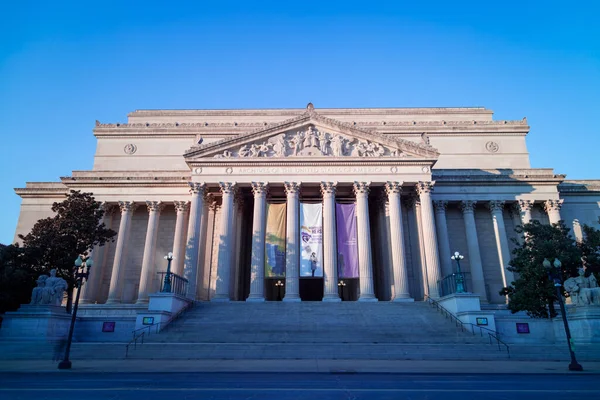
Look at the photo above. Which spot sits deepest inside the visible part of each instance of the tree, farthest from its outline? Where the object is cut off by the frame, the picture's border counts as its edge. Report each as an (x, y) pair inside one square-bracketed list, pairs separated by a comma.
[(76, 228), (532, 291)]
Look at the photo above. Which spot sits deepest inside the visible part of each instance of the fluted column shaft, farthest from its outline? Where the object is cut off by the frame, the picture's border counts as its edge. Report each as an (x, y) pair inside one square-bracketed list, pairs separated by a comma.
[(363, 226), (330, 292), (443, 240), (259, 225), (181, 207), (496, 208), (473, 247), (89, 291), (114, 291), (552, 207), (434, 273), (292, 249), (401, 287), (226, 244), (147, 273), (191, 262)]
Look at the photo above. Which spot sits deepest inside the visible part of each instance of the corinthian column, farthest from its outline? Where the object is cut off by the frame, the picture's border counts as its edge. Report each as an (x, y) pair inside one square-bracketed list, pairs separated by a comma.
[(496, 208), (292, 249), (259, 224), (181, 207), (114, 291), (552, 207), (525, 210), (401, 288), (154, 209), (330, 292), (468, 209), (365, 260), (429, 239), (226, 243), (190, 270), (443, 239), (89, 291)]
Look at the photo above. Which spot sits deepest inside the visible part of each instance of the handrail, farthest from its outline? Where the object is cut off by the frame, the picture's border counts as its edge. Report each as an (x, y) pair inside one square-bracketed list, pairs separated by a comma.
[(458, 322), (155, 324)]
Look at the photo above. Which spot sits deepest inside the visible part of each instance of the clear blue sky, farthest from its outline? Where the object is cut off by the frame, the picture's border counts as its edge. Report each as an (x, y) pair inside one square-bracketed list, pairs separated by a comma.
[(64, 64)]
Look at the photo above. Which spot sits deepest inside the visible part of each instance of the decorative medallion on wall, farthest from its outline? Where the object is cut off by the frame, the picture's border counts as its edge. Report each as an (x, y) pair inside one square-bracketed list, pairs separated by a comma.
[(130, 148), (492, 147)]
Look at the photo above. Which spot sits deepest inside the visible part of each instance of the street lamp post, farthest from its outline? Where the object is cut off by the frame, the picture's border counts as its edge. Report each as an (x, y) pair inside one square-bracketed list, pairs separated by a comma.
[(555, 276), (168, 275), (82, 272), (279, 285), (342, 284), (460, 287)]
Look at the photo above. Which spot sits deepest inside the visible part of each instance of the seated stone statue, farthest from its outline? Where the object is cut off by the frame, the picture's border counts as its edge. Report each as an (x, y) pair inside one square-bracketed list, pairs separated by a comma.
[(583, 290), (50, 290)]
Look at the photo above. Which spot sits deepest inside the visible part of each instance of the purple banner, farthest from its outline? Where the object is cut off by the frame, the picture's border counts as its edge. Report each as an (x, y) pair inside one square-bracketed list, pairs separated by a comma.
[(347, 240)]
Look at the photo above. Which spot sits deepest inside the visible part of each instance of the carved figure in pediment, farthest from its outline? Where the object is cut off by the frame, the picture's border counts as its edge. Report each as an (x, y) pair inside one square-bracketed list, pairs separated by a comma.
[(244, 151), (337, 145), (296, 142), (279, 148)]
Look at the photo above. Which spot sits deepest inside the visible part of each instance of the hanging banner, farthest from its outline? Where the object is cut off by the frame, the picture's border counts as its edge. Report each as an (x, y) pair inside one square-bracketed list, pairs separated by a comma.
[(311, 239), (347, 240), (275, 241)]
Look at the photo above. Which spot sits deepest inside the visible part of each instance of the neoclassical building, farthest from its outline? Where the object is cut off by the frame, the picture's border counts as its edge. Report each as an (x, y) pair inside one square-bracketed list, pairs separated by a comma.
[(287, 203)]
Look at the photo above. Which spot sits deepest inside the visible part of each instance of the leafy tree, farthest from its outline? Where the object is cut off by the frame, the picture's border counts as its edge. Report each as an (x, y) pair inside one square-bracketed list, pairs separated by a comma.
[(76, 227), (532, 291)]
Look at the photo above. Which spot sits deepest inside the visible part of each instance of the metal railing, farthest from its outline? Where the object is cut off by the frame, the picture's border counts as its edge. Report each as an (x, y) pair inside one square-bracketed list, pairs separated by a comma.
[(140, 333), (448, 284), (178, 283), (492, 335)]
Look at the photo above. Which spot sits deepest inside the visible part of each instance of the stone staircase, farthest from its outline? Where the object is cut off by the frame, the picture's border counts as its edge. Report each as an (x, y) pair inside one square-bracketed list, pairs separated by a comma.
[(308, 330)]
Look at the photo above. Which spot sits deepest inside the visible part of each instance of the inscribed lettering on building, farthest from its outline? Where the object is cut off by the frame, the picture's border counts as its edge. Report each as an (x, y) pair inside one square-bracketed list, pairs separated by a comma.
[(275, 241), (311, 239), (347, 240)]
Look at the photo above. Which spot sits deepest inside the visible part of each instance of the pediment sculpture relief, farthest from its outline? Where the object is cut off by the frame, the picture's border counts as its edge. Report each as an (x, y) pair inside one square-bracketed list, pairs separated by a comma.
[(311, 142)]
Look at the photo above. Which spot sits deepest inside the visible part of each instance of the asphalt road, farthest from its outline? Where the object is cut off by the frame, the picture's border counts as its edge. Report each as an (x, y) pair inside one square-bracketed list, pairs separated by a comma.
[(288, 386)]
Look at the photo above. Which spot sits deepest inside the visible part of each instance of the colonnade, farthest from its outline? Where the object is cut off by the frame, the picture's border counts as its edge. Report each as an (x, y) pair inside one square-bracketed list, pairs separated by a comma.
[(430, 220)]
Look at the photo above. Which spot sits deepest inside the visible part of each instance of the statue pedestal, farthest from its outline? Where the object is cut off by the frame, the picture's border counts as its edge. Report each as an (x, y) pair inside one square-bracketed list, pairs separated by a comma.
[(36, 322)]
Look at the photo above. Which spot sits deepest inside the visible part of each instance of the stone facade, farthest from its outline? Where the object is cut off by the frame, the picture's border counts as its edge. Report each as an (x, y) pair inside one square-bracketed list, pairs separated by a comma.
[(426, 182)]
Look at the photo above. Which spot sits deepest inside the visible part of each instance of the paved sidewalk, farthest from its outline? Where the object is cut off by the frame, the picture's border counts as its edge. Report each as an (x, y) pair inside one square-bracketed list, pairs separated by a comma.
[(304, 366)]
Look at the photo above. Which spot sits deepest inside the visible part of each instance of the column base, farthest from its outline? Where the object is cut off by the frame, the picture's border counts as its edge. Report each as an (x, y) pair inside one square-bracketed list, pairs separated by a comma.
[(257, 299), (403, 300), (370, 299), (332, 299), (288, 299)]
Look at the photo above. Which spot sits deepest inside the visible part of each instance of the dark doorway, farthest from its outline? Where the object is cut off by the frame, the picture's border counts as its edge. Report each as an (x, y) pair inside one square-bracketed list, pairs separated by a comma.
[(311, 289)]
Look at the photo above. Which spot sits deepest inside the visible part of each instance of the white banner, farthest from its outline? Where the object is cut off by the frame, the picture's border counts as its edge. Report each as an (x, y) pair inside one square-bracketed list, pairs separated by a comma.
[(311, 239)]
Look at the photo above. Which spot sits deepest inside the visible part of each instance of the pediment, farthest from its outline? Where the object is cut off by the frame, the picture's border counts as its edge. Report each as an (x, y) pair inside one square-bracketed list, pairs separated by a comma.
[(310, 135)]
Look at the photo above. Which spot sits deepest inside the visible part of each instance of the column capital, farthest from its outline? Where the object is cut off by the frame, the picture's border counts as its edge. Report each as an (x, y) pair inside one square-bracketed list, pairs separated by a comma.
[(553, 205), (181, 206), (260, 188), (468, 206), (361, 187), (227, 187), (496, 206), (127, 206), (197, 188), (440, 205), (154, 206), (328, 188), (424, 187), (525, 205), (393, 187), (291, 188)]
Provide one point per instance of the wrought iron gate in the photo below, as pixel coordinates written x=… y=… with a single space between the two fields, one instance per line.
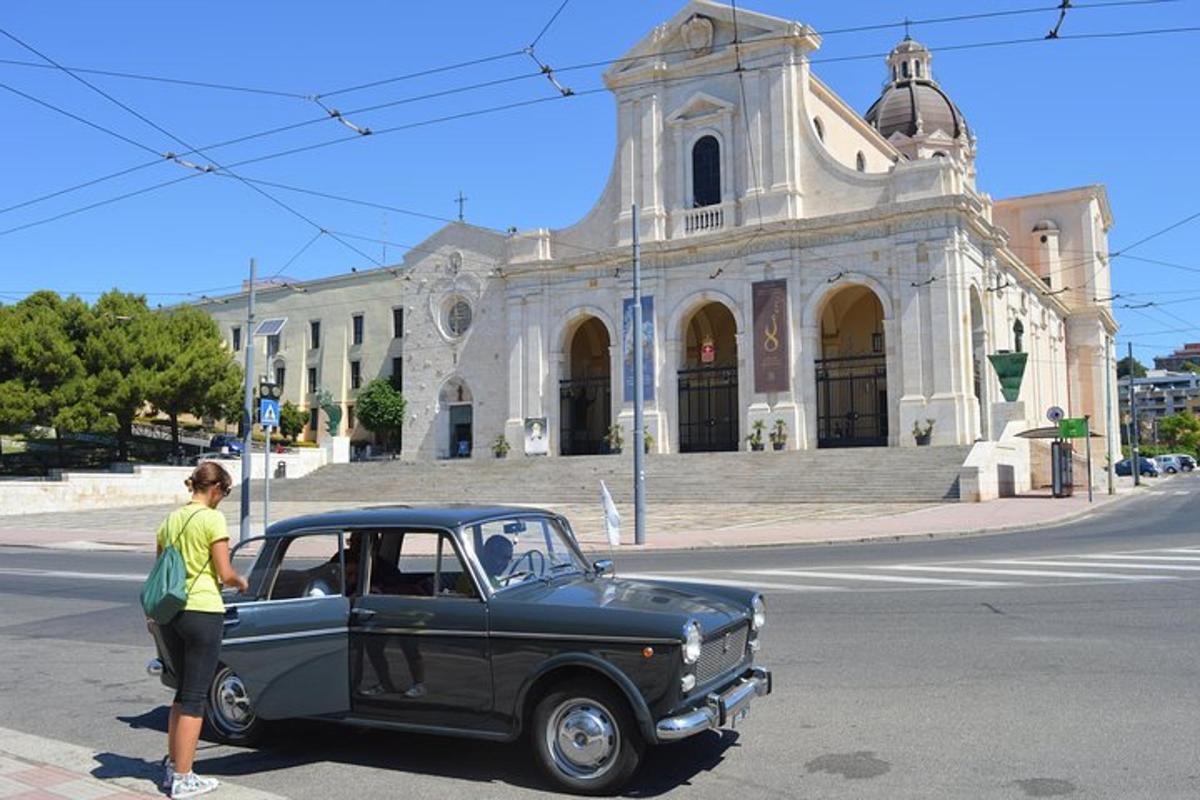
◇ ◇ ◇
### WHAT YOU NEED TO DO:
Rewrite all of the data above as a JSON list of strings, with one string per line and blank lines omitted. Leave out the pictures.

### EXERCISE OUTPUT:
[
  "Look at the photo above. Which spot sits deepest inside the visible part of each instance of the tree, farthest from its outline? Where the object is cut off by the frame, the picture's border counts as its edge. Report each as an (x, y) pair inside one square-bracketed list, pairs separated by a comma.",
  "[(76, 228), (532, 291)]",
  "Look at the photo above. Which spot sits deepest inside the visible part of each instance of the fluted column shaft, farthest from its outline? Where the object is cut off by the frame, the picture's border counts as its edge. Report each as an (x, y) pair inside one square-bracketed list, pairs separated by a comma.",
  "[(363, 226), (330, 292), (443, 240), (259, 225), (181, 207), (496, 208), (473, 247), (89, 291), (114, 291), (552, 207), (434, 273), (292, 249), (401, 287), (226, 244), (147, 273), (191, 262)]",
  "Look at the photo above. Which spot sits deepest inside the visible part of each instance of the corinthian column, farthest from its outline? Where the object is cut off by the frame, the picture's border counts as its edge. Report each as an (x, y) pair inside one square-bracketed list, pairs separated by a comma.",
  "[(496, 208), (292, 249), (259, 224), (181, 207), (114, 291), (552, 207), (525, 210), (401, 288), (154, 209), (330, 292), (468, 209), (365, 260), (429, 239), (226, 243), (190, 270), (443, 239), (89, 291)]",
  "Look at the photo above. Which spot sits deepest inside the visible part of each instance of the handrail, farthest from its outline? Where the object is cut off by the frame, the picture's border counts as its edge. Report each as an (x, y) pair inside one square-bracketed list, pairs separated by a comma.",
  "[(458, 322), (155, 324)]",
  "Look at the photo above. Which spot sits deepest inside the visible part of each instance of the clear blue sky, farthest from its outline? Where the object is cut off by the frame, the picture's border counts as its edge. Report each as an (x, y) pair inside one square-bracketed list, pairs separated by a comma.",
  "[(64, 64)]",
  "Look at the photo above. Which spot sits deepest inside the visible part of each instance of the decorative medallion on wall, farthest from its outline? Where the object is cut off by the frame, the picture's border counts as its edge. Report each as an (x, y) pair inside one square-bracketed list, pairs separated by a comma.",
  "[(130, 148), (492, 147)]",
  "Look at the photo above. Which spot sits deepest inside the visible part of each instance of the street lamp post, farthest from its outline? Where the object is cut off by the frame, the picture's border counts as its edge. Report each as an (x, y) pair inside one square-bracketed list, pairs separated by a comma.",
  "[(555, 276), (168, 275), (82, 272), (279, 285), (342, 284), (460, 287)]",
  "Look at the photo above. Which spot sits deepest inside the visible part of each instance of the seated stone statue, farthest from its outline? Where the object is cut off by the frame, the picture's border counts as its edge. Report each as an (x, y) pair inside one square-bracketed list, pairs separated by a comma.",
  "[(583, 290), (50, 290)]",
  "Look at the photo above. Which spot sits deepest inside the visible part of each instance of the purple banner, farthest from its outline? Where the object is cut off by the frame, the picture's border counts as its edge. Report each as an (x, y) pair inside one square-bracketed list, pairs separated by a comma.",
  "[(347, 240)]",
  "Look at the photo above. Which spot sits deepest inside the visible part of each instance of the carved figure in pediment, farthest from its outline? Where the object is cut off by the frame, the picture's border counts as its edge. Report each as an (x, y) pair inside one square-bracketed list, pairs separated by a comma.",
  "[(244, 151), (337, 145), (296, 142), (279, 148)]",
  "Look at the photo above. Which spot sits deepest inside the visible part of each instance of the hanging banner, farthest from its outline? Where the object is cut off by the frame, the picture's border counts as its edge. Report each as an (x, y) pair inside one square-bracketed list, pairs separated by a comma.",
  "[(311, 239), (347, 240), (275, 241)]",
  "Look at the photo above. Which spot sits deepest inside the visible part of each instance of the neoclassical building, farthest from its outline? Where the object is cut off by the frame, the picture's border counts as its edge. Report each as an (x, y) pair inside one square-bracketed list, pairs separated by a comma.",
  "[(287, 203)]",
  "Look at the photo above. Which spot sits deepest inside the visible part of each instance of the leafy tree, farthest from its outline? Where the object is cut off by the frame, the picture's border counts as its edge. Report each as an (x, y) pair inside one square-bracketed list, pairs separated by a comma.",
  "[(76, 227), (532, 291)]",
  "Look at the photo above. Which spot sits deepest inside the visible part of each instance of the metal railing, farthest from its outline? Where the object is cut off by the frame, the picture's border counts as its edge. Report each as an (x, y) pair inside one square-bracketed list, pairs separated by a comma.",
  "[(140, 333), (448, 284), (178, 283), (492, 335)]",
  "Look at the photo above. Which spot sits deepest inside the visible part of each instance of the stone staircase, farthest from its outline? Where the object is cut off by the frame, the picture's border counts as its edge. Report each as an (x, y) pair inside one square-bracketed list, pairs separated by a comma.",
  "[(308, 330)]",
  "Look at the photo above. Which spot sits deepest inside the visible part of each instance of the inscribed lettering on building, farthest from its outline? Where the object is cut off by the frame, the picture's border counts as its edge. Report each as an (x, y) pair inside one square-bracketed list, pairs separated by a comma.",
  "[(275, 241), (311, 239), (347, 240)]",
  "Look at the photo above. Which spot sits deepest inside the visible part of each instance of the pediment sculpture relief, farthest from its outline? Where the object is cut off by the frame, the picture's border counts as its edge. Report each as an (x, y) pair inside one square-bracketed list, pairs separated by a comma.",
  "[(311, 142)]",
  "Look at the photo above. Which spot sits deepest inside the visible part of each instance of the asphalt road, farthest from its outline? Where the object is cut off by the frame, the picture's border counts as its edge. Report each as an (x, y) pair inside one square-bracketed list, pairs separated by a comma.",
  "[(288, 386)]",
  "Look at the photo above. Which spot sits deepest inside the visible part of each instance of the colonnade, farthest from its outline? Where the object is cut off by the frame, the picture's border counts as its edge. Report each as an (x, y) pair inside one square-bracketed list, pairs separated by a comma.",
  "[(430, 220)]",
  "Look at the photo above. Which spot sits deepest inside the visible part of each instance of the statue pedestal, farthest from its outline? Where the object is cut off by the frame, the picture's border counts as its edge. Report each as an (x, y) pair inside one square-bracketed list, pairs separated by a comma.",
  "[(36, 322)]",
  "Look at the photo above. Which spot sits deepest inside the visible part of each instance of the stone facade, farthest from its outline? Where the object is cut off by the frame, the picture's border counts as its edge. Report each as an (x, y) pair inside one square-bracketed list, pairs separated by a comma.",
  "[(426, 182)]",
  "Look at the photo above. Which spot sits deepest inside the visible part of each instance of the paved sidewalk, farthest from its outline? Where the object is cut off by the frame, the picture's border counts as its edge. Report each as an (x, y) pair inside one square-bracketed list, pairs separated by a comma.",
  "[(304, 366)]",
  "Look at the photo above. Which spot sits deepest inside the visible part of each instance of the column base, farthest from its outline? Where the object is cut off by the frame, the picture's border counts as its edge. Report each as an (x, y) pair inside one square-bracketed list, pairs separated by a comma.",
  "[(257, 299), (403, 300), (370, 299), (332, 299), (288, 299)]",
  "Look at the photo above. Which spot sits deepest inside the visible part of each instance of the dark doorway, farthest from its outline? Where the object is cut off by the frame, the picture's border counts as its edge. Report each as an (x, y) pair inside one square-bracketed list, pairs separated by a comma.",
  "[(311, 289)]",
  "Look at the photo above. Which spot sits deepest inside the visible part of each instance of the white banner, farthest from its outline? Where the object is cut off by the frame, the picture's border counts as its edge. Report each as an (x, y) pair inside one square-bracketed list, pairs separated by a comma.",
  "[(311, 239)]",
  "Look at the photo above. Which spot sits deepest inside the visible part of each instance of the pediment, farthest from its outline? Where the object is cut off by the frame, the picture's border counts as its edge. Report each as an (x, y) pair inside one square-bracketed list, pairs separated by a comma.",
  "[(310, 135)]",
  "Look at the photo above. Which spot sits deepest inside the visible part of each instance of the column capital, farthest from its outline? Where the object is cut off by the frame, the picture's border counts as its edge. Report each as an (x, y) pair inside one square-bracketed list, pairs separated by a comma.",
  "[(553, 205), (181, 206), (260, 188), (468, 206), (361, 187), (227, 187), (496, 206), (127, 206), (197, 188), (440, 205), (154, 206), (328, 188), (424, 187), (525, 205), (393, 187), (291, 188)]",
  "Provide one point per instance of the wrought iron gate in the photo below, as pixel coordinates written x=… y=… with a single space between the two fields, one instance per line."
]